[Coordinate annotation entries]
◇ ◇ ◇ ◇

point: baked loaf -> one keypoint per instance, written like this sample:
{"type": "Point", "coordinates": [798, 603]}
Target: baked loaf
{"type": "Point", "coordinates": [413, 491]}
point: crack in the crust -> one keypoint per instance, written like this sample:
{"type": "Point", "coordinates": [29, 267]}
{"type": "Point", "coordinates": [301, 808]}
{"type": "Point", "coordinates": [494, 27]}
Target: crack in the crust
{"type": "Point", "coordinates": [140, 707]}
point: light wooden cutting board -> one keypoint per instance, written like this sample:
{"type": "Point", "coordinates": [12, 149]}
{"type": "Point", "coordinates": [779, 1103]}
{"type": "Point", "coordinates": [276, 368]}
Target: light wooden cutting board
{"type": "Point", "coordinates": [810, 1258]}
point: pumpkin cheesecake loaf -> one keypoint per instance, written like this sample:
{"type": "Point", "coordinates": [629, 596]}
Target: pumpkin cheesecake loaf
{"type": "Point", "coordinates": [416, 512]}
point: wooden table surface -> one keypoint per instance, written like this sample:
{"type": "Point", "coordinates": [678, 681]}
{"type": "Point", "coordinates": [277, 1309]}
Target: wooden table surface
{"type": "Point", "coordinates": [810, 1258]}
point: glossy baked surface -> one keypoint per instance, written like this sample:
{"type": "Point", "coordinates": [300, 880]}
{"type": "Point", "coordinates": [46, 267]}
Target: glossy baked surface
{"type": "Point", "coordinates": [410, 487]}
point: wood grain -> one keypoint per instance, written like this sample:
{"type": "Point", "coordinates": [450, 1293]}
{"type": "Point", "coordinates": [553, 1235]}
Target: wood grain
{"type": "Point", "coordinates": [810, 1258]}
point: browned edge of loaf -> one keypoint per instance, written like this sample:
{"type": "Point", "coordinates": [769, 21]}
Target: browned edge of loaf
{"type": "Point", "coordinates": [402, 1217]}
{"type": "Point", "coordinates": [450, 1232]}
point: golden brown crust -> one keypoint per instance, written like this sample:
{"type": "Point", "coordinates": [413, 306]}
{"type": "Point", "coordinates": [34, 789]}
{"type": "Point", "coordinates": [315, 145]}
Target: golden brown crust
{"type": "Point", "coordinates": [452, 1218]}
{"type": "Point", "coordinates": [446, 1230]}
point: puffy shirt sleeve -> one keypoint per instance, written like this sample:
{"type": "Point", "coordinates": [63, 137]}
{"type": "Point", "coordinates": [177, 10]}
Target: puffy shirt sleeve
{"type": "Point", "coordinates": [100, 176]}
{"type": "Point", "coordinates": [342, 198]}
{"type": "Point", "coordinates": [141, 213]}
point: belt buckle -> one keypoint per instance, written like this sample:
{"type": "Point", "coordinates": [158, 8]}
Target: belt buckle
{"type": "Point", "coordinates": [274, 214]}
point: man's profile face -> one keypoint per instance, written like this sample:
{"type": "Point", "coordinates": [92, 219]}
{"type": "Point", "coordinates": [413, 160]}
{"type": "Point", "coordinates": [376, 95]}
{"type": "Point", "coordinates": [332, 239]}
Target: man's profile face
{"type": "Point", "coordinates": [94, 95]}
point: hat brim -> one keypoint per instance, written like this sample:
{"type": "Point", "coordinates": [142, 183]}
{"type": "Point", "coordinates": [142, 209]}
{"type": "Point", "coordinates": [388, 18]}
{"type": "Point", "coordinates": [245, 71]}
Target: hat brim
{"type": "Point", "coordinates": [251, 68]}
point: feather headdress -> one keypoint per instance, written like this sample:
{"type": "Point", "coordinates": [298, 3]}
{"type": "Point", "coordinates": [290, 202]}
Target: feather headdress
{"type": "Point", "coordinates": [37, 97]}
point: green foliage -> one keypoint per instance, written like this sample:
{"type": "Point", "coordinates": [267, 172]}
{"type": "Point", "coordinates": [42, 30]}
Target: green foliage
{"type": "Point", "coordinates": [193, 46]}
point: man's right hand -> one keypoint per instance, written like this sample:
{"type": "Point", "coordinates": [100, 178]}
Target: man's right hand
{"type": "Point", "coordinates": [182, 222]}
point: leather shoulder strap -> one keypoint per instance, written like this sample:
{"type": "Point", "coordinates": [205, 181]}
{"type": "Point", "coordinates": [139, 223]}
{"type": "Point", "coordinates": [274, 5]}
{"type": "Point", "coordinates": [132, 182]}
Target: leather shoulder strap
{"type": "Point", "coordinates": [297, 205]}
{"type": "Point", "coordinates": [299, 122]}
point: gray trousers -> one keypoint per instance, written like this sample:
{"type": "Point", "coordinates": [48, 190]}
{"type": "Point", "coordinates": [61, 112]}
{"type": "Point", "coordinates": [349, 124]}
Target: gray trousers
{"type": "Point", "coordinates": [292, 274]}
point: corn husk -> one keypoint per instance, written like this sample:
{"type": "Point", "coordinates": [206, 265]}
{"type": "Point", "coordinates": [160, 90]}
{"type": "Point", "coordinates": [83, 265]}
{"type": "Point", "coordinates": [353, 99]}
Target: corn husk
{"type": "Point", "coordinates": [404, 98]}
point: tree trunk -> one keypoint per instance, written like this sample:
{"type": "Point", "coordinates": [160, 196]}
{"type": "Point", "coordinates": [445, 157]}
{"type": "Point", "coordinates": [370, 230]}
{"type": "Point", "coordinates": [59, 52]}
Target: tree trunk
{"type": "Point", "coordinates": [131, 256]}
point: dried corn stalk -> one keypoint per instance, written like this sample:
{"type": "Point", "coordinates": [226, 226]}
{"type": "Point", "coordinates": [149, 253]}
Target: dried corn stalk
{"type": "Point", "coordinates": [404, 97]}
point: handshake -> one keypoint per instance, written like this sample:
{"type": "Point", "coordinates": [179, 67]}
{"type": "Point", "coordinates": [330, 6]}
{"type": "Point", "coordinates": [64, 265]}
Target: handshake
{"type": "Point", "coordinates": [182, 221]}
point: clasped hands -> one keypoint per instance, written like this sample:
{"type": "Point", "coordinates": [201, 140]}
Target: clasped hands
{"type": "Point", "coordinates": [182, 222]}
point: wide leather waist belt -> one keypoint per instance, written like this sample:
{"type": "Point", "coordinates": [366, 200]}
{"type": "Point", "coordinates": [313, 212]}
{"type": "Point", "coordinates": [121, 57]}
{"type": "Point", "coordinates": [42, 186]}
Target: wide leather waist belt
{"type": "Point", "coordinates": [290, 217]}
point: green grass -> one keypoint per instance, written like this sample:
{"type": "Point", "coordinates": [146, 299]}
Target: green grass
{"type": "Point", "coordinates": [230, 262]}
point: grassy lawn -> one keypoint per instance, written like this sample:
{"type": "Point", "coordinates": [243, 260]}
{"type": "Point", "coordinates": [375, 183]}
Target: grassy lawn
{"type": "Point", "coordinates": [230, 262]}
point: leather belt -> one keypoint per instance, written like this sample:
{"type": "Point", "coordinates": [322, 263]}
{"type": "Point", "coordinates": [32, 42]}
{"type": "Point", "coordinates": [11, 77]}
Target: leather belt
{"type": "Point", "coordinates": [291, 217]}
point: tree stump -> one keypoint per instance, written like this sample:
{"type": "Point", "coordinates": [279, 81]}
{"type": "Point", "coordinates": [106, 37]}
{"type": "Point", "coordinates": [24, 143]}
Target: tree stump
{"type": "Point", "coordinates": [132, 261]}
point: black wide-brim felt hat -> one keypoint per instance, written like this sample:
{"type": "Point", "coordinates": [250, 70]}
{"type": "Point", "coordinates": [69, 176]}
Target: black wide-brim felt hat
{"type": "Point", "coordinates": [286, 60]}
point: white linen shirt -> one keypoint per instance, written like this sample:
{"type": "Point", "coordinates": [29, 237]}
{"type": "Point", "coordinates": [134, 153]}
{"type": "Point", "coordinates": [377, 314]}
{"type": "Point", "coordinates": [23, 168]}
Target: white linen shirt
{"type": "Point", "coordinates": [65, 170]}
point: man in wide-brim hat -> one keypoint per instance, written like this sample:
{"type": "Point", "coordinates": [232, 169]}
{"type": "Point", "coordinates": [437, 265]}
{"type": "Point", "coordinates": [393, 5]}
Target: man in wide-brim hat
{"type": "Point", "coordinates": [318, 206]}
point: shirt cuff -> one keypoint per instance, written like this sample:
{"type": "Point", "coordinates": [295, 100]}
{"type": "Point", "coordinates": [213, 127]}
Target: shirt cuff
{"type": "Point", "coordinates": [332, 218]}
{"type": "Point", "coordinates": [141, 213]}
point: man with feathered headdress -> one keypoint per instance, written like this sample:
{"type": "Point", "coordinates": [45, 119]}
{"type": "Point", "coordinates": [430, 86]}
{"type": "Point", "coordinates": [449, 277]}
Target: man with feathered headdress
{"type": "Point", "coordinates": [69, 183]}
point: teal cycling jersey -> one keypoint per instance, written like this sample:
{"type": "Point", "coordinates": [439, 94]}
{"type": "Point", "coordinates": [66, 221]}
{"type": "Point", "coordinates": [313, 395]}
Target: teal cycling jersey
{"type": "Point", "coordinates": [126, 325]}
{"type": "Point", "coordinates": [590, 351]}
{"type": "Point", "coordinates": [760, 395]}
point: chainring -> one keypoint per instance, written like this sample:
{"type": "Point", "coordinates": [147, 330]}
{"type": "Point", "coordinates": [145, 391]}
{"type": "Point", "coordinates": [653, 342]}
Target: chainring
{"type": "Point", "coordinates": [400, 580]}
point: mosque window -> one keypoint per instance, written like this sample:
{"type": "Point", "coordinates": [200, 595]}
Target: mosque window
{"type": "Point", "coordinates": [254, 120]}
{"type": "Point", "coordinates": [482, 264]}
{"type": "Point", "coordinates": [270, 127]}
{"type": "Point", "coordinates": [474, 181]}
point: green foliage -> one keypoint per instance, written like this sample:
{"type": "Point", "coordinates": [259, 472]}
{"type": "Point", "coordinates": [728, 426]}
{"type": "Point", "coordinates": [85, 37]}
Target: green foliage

◇ ◇ ◇ ◇

▶ Goal:
Alter the entries starting at the line that contains "point: mosque window" and running through the end of the entries: replace "green foliage" with "leafy vegetation" and keep everything else the same.

▶ Task response:
point: mosque window -> one keypoint per instance, written like this sample:
{"type": "Point", "coordinates": [200, 595]}
Target: mosque window
{"type": "Point", "coordinates": [254, 120]}
{"type": "Point", "coordinates": [482, 264]}
{"type": "Point", "coordinates": [270, 127]}
{"type": "Point", "coordinates": [474, 181]}
point: leafy vegetation -> one keypoint per instance, written like this sample:
{"type": "Point", "coordinates": [259, 472]}
{"type": "Point", "coordinates": [728, 426]}
{"type": "Point", "coordinates": [85, 37]}
Target: leafy vegetation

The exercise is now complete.